TO BE DONE:
Gather each of the lines below that contains the string "glass". Case counts.

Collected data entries
>>>
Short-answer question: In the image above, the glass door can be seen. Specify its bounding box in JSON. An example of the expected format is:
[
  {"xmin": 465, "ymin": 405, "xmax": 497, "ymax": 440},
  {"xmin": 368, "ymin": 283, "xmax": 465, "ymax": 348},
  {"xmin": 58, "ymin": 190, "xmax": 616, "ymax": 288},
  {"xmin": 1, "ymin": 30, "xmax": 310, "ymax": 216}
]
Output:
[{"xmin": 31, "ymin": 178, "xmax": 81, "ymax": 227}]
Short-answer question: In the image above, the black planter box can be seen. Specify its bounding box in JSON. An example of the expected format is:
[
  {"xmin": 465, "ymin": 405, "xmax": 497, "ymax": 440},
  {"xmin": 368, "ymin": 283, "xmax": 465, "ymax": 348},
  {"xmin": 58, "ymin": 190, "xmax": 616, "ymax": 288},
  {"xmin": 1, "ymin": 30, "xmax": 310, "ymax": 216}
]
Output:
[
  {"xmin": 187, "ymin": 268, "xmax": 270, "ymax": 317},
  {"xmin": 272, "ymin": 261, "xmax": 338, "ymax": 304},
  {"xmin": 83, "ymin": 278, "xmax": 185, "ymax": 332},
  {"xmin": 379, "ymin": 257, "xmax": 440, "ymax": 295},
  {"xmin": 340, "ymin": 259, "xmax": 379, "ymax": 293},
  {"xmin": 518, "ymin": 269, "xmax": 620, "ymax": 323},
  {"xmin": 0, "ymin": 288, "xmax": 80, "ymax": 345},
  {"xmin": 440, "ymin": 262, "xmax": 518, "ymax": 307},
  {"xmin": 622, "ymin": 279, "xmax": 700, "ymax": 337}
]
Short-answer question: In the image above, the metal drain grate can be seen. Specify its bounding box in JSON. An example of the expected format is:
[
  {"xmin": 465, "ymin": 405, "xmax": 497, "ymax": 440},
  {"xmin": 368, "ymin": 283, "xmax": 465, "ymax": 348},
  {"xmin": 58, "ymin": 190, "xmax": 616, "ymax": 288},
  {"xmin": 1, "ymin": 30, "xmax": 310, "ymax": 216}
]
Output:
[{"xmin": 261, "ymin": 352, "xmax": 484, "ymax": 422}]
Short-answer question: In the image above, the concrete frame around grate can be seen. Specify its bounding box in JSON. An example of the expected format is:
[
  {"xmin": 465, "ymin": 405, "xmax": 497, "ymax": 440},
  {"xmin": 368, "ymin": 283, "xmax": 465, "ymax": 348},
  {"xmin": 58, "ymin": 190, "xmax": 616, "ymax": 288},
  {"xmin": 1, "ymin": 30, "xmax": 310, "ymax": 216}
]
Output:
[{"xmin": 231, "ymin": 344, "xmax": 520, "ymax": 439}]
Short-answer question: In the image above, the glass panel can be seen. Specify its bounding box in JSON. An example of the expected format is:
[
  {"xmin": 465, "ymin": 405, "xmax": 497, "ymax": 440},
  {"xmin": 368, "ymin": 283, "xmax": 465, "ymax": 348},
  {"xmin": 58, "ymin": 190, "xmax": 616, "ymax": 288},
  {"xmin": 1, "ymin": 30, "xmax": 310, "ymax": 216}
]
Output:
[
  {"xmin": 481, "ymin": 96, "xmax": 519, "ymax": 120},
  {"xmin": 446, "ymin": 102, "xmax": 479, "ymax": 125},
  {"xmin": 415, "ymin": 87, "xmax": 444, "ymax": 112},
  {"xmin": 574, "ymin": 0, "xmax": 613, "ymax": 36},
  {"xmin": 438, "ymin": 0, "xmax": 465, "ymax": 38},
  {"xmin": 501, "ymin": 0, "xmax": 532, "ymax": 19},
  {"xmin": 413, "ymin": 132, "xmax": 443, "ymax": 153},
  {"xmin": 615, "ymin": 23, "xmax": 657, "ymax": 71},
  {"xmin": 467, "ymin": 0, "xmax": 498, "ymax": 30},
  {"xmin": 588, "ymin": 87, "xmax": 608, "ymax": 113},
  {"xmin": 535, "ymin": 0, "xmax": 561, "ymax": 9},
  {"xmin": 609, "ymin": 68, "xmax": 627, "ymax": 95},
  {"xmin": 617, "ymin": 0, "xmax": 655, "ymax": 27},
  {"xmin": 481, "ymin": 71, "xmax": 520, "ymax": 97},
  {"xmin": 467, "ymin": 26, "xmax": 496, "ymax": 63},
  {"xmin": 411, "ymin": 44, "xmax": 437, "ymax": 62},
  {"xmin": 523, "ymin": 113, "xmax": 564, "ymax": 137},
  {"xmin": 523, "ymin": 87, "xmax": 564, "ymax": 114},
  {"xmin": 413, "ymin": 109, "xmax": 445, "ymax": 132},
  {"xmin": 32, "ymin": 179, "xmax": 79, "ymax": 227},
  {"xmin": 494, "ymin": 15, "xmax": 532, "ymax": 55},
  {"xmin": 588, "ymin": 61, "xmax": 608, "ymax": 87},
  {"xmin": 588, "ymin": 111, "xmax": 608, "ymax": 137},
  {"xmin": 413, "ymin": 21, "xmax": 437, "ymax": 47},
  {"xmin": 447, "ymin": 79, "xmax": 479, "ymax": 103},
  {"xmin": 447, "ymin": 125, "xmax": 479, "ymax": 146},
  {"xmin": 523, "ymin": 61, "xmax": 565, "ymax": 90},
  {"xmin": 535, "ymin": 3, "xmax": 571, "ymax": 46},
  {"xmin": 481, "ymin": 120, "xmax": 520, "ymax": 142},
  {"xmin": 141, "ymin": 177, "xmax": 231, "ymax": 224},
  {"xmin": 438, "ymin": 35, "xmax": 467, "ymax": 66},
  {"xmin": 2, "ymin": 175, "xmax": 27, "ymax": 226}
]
<<<
CORRECT OUTPUT:
Short-answer question: In the image above, the glass door can be seen. Specify its bounding box in JSON. An example of the expected format is:
Short-answer question: In the image above, the glass panel can be seen. Specify its bounding box in JSON. An example of the expected format is:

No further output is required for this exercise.